Extract to read:
┌────────
Dale Earnhardt Jr.: 'I definitely don't belong in a race car today'

DARLINGTON, S.C. — Dale Earnhardt Jr. said Sunday he continues to target 2017 for a return to driving race cars, although as part of the same press conference one of his doctors described what has been and continues to be a very difficult recovery from a concussion.

“I have the passion and desire to drive,” Earnhardt said. “I enjoy it. I have an amazing team, a great owner. I’m in such a great position and enjoying being a part of the sport.

“My heart is there to continue. If my doctor says I’m physically able to continue, that’s an easier decision for me to take.”

But Earnhardt was completely forthright when assessing his current abilities as he opened his press conference at Darlington Raceway ahead of the evening's NASCAR Sprint Cup Series race.

"I definitely don't belong in a race car today by any stretch of the imagination," he said.
└────────
Source material:
┌────────
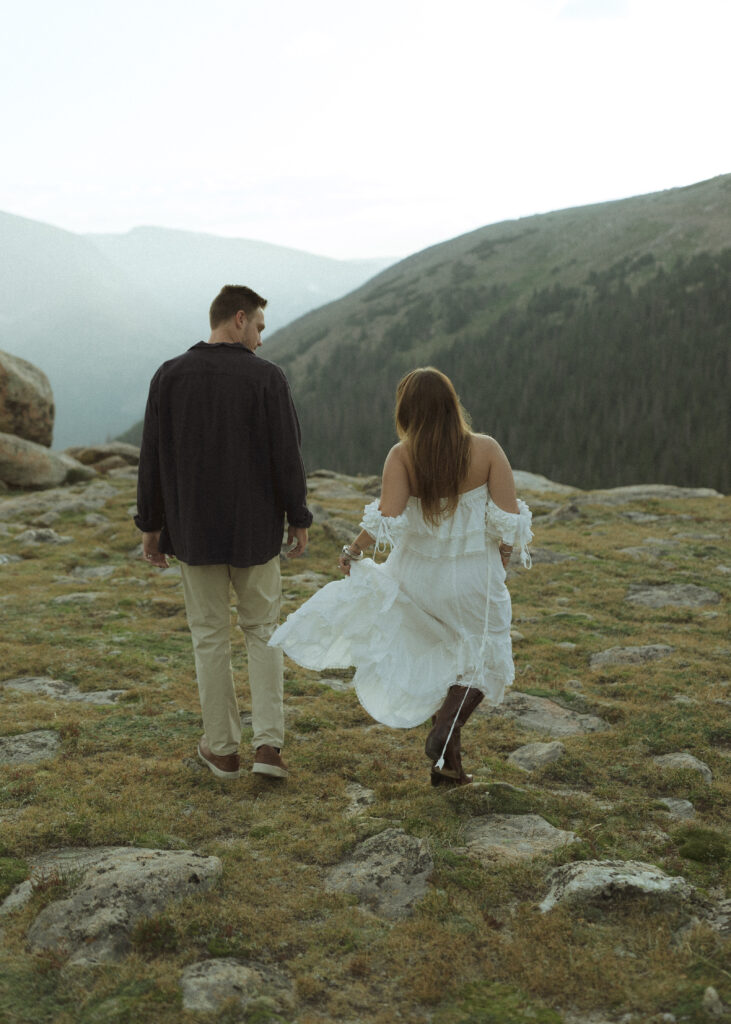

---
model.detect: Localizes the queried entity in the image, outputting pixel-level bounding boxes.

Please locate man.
[135,285,312,779]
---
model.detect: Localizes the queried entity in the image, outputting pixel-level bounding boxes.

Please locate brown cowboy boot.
[424,686,484,764]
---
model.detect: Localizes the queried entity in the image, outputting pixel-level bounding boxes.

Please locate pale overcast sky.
[0,0,731,257]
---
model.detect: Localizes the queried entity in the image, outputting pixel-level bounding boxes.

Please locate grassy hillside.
[266,175,731,490]
[0,475,731,1024]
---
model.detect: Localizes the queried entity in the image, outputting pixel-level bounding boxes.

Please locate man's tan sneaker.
[198,739,241,778]
[252,743,290,778]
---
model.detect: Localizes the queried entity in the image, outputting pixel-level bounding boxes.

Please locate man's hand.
[287,526,307,558]
[142,529,170,569]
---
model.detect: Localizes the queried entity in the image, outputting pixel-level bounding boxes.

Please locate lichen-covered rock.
[0,676,125,705]
[325,828,434,920]
[508,739,566,771]
[0,352,55,447]
[465,814,576,863]
[541,860,693,912]
[652,751,714,782]
[589,643,673,669]
[0,729,60,765]
[483,690,609,738]
[180,957,294,1020]
[66,441,139,471]
[23,847,222,965]
[626,583,721,608]
[0,433,96,490]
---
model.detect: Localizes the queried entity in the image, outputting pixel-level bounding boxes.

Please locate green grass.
[0,480,731,1024]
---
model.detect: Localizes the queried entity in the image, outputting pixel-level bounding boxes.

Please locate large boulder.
[0,351,54,447]
[0,433,96,490]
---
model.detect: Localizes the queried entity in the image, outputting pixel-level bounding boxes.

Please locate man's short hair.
[208,285,266,331]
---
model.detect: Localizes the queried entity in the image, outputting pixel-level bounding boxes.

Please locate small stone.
[657,797,695,821]
[325,828,434,921]
[180,957,292,1020]
[0,729,60,765]
[0,676,126,705]
[652,752,714,783]
[345,782,376,818]
[15,527,74,544]
[625,583,721,608]
[589,643,673,669]
[487,690,609,738]
[465,814,576,863]
[508,739,566,771]
[51,591,106,604]
[702,985,726,1017]
[541,860,693,913]
[71,565,115,580]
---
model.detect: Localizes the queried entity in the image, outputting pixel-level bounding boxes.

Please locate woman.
[270,367,532,784]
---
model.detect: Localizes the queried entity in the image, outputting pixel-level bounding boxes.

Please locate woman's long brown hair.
[395,367,471,526]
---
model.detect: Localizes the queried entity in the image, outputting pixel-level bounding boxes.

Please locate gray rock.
[652,751,714,783]
[15,527,74,544]
[180,958,294,1020]
[701,985,728,1020]
[0,729,60,765]
[541,860,693,912]
[323,516,358,544]
[508,739,566,771]
[513,469,578,495]
[317,676,353,693]
[0,485,117,522]
[657,797,695,821]
[282,569,330,590]
[66,441,139,466]
[524,548,576,565]
[589,643,674,669]
[465,814,576,863]
[51,590,106,604]
[625,583,721,608]
[0,676,126,705]
[487,690,609,738]
[574,483,724,505]
[0,352,55,447]
[0,433,95,490]
[325,828,434,921]
[71,565,116,580]
[345,782,376,818]
[28,847,222,965]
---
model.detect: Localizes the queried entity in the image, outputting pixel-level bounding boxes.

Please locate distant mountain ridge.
[260,175,731,490]
[0,213,391,447]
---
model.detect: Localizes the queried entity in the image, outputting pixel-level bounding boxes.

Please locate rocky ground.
[0,466,731,1024]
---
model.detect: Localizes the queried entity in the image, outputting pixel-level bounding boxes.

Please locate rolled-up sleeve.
[267,371,312,527]
[134,371,165,532]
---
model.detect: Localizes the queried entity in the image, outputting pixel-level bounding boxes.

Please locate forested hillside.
[263,175,731,492]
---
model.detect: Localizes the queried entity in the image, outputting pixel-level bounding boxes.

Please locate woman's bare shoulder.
[472,434,502,459]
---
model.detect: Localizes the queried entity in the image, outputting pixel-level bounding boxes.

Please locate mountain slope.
[0,213,389,447]
[267,175,731,490]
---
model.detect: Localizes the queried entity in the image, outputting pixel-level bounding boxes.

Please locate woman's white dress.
[269,484,532,728]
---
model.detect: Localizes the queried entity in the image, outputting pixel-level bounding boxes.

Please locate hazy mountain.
[254,175,731,490]
[0,213,391,447]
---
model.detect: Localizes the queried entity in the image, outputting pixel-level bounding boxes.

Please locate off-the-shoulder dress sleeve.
[360,499,407,552]
[485,498,533,568]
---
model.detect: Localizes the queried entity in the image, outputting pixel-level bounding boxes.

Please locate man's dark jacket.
[135,341,312,568]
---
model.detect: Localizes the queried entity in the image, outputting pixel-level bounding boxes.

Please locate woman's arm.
[338,442,411,575]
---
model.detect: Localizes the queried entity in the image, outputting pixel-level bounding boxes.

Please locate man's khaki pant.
[180,555,285,757]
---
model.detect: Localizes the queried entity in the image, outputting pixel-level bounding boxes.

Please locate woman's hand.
[498,542,513,569]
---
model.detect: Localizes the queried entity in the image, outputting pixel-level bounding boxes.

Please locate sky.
[0,0,731,258]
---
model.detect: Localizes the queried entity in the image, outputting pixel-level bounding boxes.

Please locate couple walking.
[135,285,531,784]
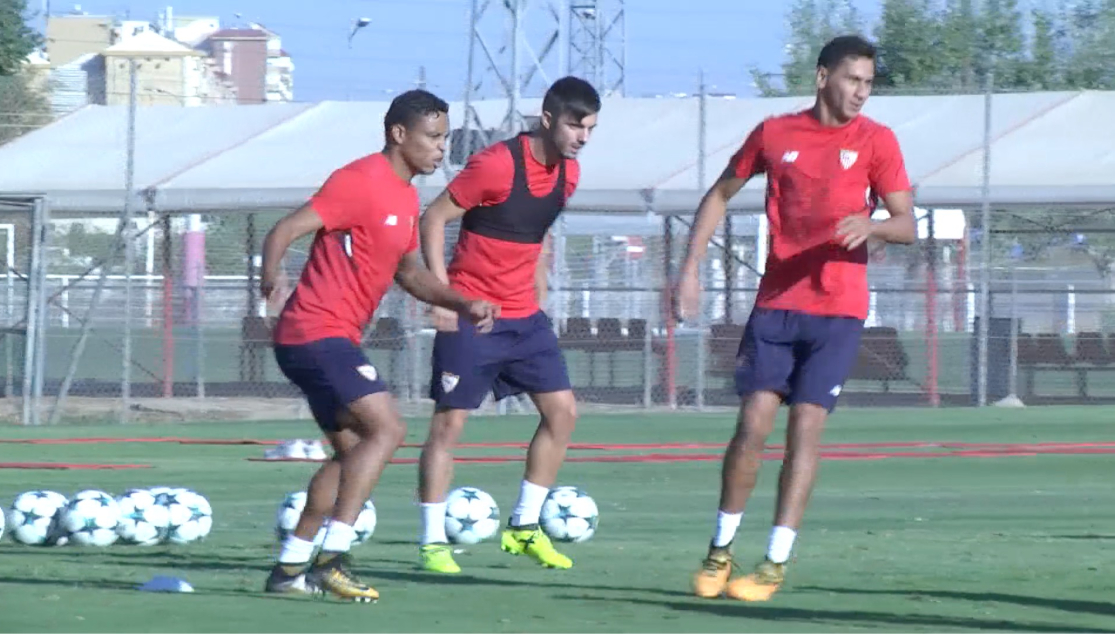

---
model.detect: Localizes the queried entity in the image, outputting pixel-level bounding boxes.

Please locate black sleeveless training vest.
[460,134,565,244]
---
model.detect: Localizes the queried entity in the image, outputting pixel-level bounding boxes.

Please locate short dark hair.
[817,36,876,70]
[542,76,600,121]
[384,89,449,145]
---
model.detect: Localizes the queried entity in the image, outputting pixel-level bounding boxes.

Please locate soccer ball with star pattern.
[445,487,500,544]
[539,487,600,543]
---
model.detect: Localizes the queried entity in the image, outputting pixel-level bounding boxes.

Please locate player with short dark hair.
[261,90,497,601]
[676,36,917,601]
[418,77,600,574]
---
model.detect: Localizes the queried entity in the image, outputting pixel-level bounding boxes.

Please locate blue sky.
[39,0,880,101]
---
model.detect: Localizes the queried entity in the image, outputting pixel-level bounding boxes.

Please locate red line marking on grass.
[0,462,153,470]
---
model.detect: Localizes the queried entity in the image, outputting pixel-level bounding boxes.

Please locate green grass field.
[0,408,1115,632]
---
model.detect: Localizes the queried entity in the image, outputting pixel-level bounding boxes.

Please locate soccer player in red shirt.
[676,36,917,601]
[418,77,600,574]
[261,90,496,602]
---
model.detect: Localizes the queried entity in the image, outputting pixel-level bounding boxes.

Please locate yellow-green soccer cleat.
[307,553,379,603]
[500,524,573,569]
[418,544,460,575]
[694,546,731,598]
[727,559,786,602]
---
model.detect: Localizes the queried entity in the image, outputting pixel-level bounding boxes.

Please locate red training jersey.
[729,110,910,319]
[448,135,581,319]
[274,153,418,345]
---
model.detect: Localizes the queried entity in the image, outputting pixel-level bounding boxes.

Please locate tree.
[1021,9,1063,90]
[979,0,1026,89]
[938,0,979,91]
[0,0,42,77]
[750,0,863,97]
[0,0,49,144]
[1063,0,1115,90]
[875,0,941,89]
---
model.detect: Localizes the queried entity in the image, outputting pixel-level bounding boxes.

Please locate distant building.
[37,7,294,116]
[101,30,235,106]
[45,13,116,68]
[201,29,269,104]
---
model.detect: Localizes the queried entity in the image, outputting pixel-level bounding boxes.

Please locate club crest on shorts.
[356,364,379,381]
[840,149,860,169]
[442,372,460,393]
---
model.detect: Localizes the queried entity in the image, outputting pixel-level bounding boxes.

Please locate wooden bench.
[1018,332,1115,399]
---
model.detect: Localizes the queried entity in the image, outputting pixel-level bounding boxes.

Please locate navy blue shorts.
[429,311,572,409]
[736,309,863,411]
[274,336,387,432]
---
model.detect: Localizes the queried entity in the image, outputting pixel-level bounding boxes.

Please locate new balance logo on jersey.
[840,149,860,169]
[442,372,460,393]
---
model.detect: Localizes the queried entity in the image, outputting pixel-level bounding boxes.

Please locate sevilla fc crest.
[840,149,860,169]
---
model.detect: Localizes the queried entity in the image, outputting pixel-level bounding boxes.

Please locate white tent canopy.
[0,91,1115,213]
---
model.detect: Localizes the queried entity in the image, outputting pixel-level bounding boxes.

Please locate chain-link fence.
[0,89,1115,420]
[13,201,1115,425]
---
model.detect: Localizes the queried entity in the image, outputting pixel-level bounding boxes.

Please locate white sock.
[767,526,797,564]
[313,518,329,548]
[321,519,356,553]
[279,534,317,566]
[511,480,550,526]
[418,501,449,546]
[712,510,744,548]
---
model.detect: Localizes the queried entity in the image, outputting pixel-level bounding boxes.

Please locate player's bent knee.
[346,392,407,447]
[535,390,576,431]
[737,391,782,439]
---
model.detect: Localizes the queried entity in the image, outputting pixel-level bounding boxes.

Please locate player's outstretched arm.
[874,189,918,244]
[534,232,553,306]
[673,166,747,320]
[260,205,324,299]
[418,189,466,284]
[395,251,500,332]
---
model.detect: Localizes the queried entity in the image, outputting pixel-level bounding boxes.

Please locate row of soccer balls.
[0,487,213,546]
[275,487,600,544]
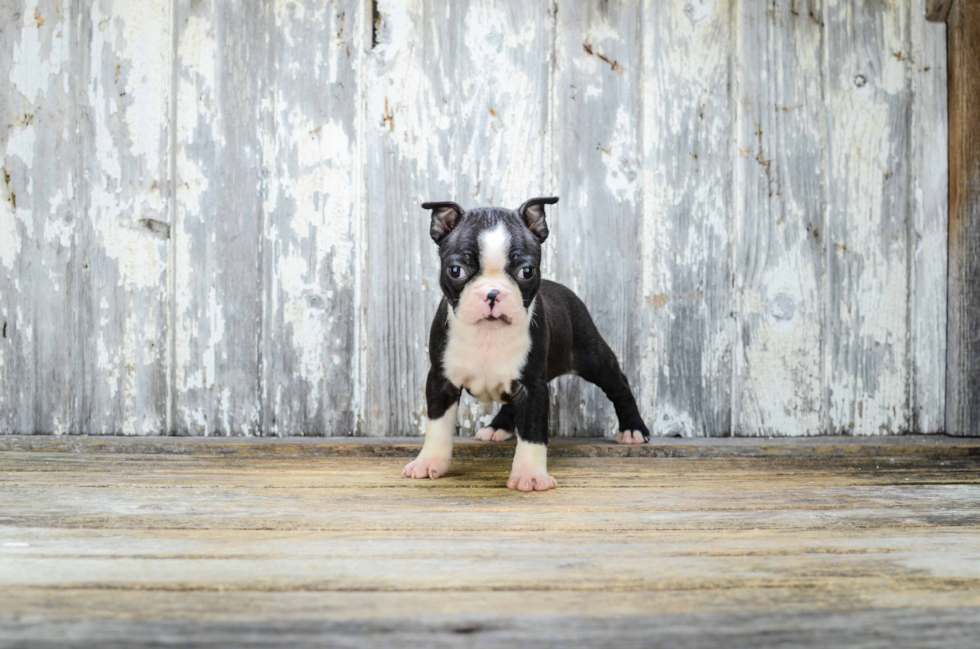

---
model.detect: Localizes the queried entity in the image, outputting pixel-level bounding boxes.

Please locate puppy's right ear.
[422,201,463,243]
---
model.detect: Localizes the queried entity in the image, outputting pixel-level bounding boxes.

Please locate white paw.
[616,430,643,444]
[476,426,514,442]
[507,468,558,491]
[402,455,449,480]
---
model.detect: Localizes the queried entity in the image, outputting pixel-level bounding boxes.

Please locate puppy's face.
[423,198,558,327]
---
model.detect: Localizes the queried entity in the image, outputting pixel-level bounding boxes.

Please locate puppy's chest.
[443,329,531,402]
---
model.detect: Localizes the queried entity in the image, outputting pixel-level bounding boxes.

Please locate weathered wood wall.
[0,0,947,435]
[946,0,980,435]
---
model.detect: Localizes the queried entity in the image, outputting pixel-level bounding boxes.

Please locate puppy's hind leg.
[476,403,514,442]
[574,338,650,444]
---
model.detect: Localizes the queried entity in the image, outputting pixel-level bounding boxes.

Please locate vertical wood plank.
[452,0,559,435]
[173,0,268,435]
[551,1,642,436]
[820,0,921,435]
[909,0,949,433]
[732,0,827,435]
[358,0,459,435]
[946,0,980,435]
[640,0,735,436]
[262,0,364,435]
[73,0,173,434]
[0,0,75,433]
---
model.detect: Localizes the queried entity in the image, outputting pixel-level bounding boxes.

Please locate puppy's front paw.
[507,468,558,491]
[616,430,644,444]
[402,455,449,480]
[476,426,514,442]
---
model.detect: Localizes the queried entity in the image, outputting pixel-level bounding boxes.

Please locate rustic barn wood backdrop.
[0,0,947,435]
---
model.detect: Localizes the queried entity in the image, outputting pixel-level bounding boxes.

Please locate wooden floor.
[0,437,980,647]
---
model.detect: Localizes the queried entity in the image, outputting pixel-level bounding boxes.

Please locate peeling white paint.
[0,0,946,435]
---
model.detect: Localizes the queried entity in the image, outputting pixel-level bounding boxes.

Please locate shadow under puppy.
[402,197,650,491]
└────────
Activity: Copy the entire article on Dale Earnhardt Jr.'s concussion recovery word for word. These records have no connection to the text.

Solution for this task:
Dale Earnhardt Jr.: 'I definitely don't belong in a race car today'

DARLINGTON, S.C. — Dale Earnhardt Jr. said Sunday he continues to target 2017 for a return to driving race cars, although as part of the same press conference one of his doctors described what has been and continues to be a very difficult recovery from a concussion.

“I have the passion and desire to drive,” Earnhardt said. “I enjoy it. I have an amazing team, a great owner. I’m in such a great position and enjoying being a part of the sport.

“My heart is there to continue. If my doctor says I’m physically able to continue, that’s an easier decision for me to take.”

But Earnhardt was completely forthright when assessing his current abilities as he opened his press conference at Darlington Raceway ahead of the evening's NASCAR Sprint Cup Series race.

"I definitely don't belong in a race car today by any stretch of the imagination," he said.